◆ Selected excerpt ◆
-- start --

Coming up on the rear end of our list is Carracosta. This turtle Pokémon was introduced in the Unova Region (Gen V), but has evidence suggesting that it was considered for use in Gen 1. It's a nice and simple Pokémon, probably one of the better ones in Gen V, but what puts it at the bottom is its overall design.

There is plenty of turtle Pokémon already in the present, such as Squirtle, Shuckle, and Torkoal. Using a turtle as a fossil Pokémon seems like an odd choice when there are plenty of Pokémon based on extinct creatures and animals that fit the fossil moniker a bit better.


Armaldo was a fossil Pokémon introduced in Gen III, the Hoenn Region. Players were able to choose between a Lileep and Anorith. Anorith was a pre-historic crap with buggy eyes and long claws. At level 40, it evolved into the land-dweller, Armaldo.

-- end --

◆ Excerpted data ◆
-- start --

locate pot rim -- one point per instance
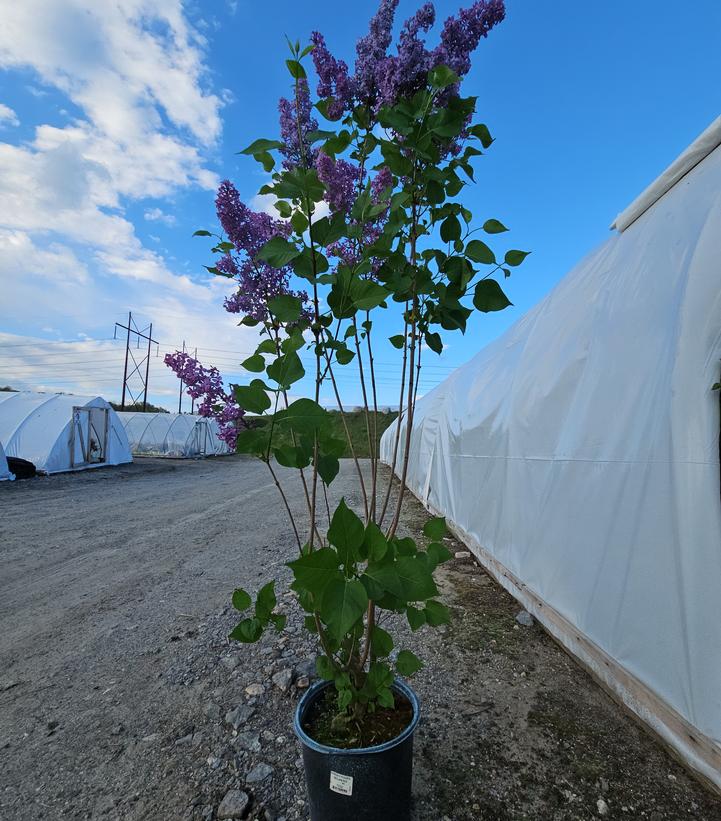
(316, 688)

-- end --
-- start --

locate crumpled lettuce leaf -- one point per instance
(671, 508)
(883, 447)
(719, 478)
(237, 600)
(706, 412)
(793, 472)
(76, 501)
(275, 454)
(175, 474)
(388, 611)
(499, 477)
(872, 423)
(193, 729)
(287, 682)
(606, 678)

-- end --

◆ Tasks ◆
(a) Name every Pokémon mentioned in the Pokémon excerpt above, in the order each first appears.
(b) From the Pokémon excerpt above, extract word for word the part that opens with the words containing "Coming up on" and closes with "a bit better.".

◆ Answers provided ◆
(a) Carracosta, Squirtle, Shuckle, Torkoal, Armaldo, Lileep, Anorith

(b)
Coming up on the rear end of our list is Carracosta. This turtle Pokémon was introduced in the Unova Region (Gen V), but has evidence suggesting that it was considered for use in Gen 1. It's a nice and simple Pokémon, probably one of the better ones in Gen V, but what puts it at the bottom is its overall design.

There is plenty of turtle Pokémon already in the present, such as Squirtle, Shuckle, and Torkoal. Using a turtle as a fossil Pokémon seems like an odd choice when there are plenty of Pokémon based on extinct creatures and animals that fit the fossil moniker a bit better.